→ **TAREFA A EXECUTAR**:
Segundo o texto abaixo sobre as propostas da sociedade civil ao G20, em que data e em qual cidade as recomendações do GT3 do C20 foram apresentadas?

→ **TEXTO PARA LEITURA**:
◆ ◆ ◆ ◆

Justiça socioambiental na transição energética: as propostas da sociedade civil ao G20

Um grupo destinado a discutir o tema apresentou uma carta de recomendações no espaço de intervenção do C-20, grupo de engajamento destinado à sociedade civil brasileira em preparação ao fórum internacional deste ano. Organizações e movimentos preparam atividades autônomas e independentes críticas às ações.

Uma transição energética que aborde a pobreza energética, que não ocorra às custas dos povos e que não repita o padrão colonial de exploração de recursos foram alguns dos itens destacados na carta apresentada [LINK] ao G20 (ou Grupo dos Vinte) pelo Grupo de Trabalho 3, sobre Meio Ambiente, Justiça Climática e Transição Energética Justa, do C20. O grupo de trabalho do grupo de engajamento da sociedade civil reúne mais de 700 membros, previamente inscritos. Entre eles, a Justiça Global.

Crédito: Maicon Douglas/Gestos.

O Civil 20 é o grupo de engajamento do G20 destinado às organizações da sociedade civil para apresentar recomendações ao fórum composto pelas vinte maiores economias do mundo, o G20. Em 2014, a 19ª edição da cúpula anual ocorre pela primeira vez no Brasil, na cidade do Rio de Janeiro–RJ, nos dias 18 e 19 de novembro. Além da reunião principal, serão ao todo mais de cem agendas, distribuídas em 15 capitais brasileiras. 

As recomendações foram apresentadas em 27 de maio, durante a terceira reunião do Grupo de Trabalho de Transição Energética do G20 (ETWG), coordenado pelo Ministério de Minas e Energia (MME), em Belo Horizonte–MG, pelas facilitadoras do GT3 do C20 – a assessora do Observatório do Clima Priscilla Papagiannism e por Natália Tsuyama, do Engajamundo. 

O documento focou em cinco pontos principais:

  • Uma transição energética justa deve abordar a pobreza energética e garantir acesso universal e equitativo a energia suficiente para atender às necessidades básicas e alcançar uma qualidade de vida digna;
  • Embora a necessidade de uma transição energética global seja inquestionável, ela não pode ocorrer às custas dos povos e populações historicamente explorados;
  • O aumento da demanda por extração de minerais críticos não pode repetir o padrão colonial de exploração de recursos do passado;
  • O foco da transição justa deve estar nas comunidades historicamente dependentes dos combustíveis fósseis;
  • Uma transição justa significa garantir consulta às comunidades afetadas e participação popular efetiva ao longo de todo o processo.

◆ ◆ ◆ ◆

→ **TRECHOS DOS REGISTROS**:
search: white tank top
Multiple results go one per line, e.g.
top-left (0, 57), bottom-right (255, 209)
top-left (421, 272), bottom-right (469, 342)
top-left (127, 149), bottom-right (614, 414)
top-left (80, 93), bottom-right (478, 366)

◆ ◆ ◆ ◆

→ **RESULTADO DO EXERCÍCIO**:
Em 27 de maio, em Belo Horizonte–MG.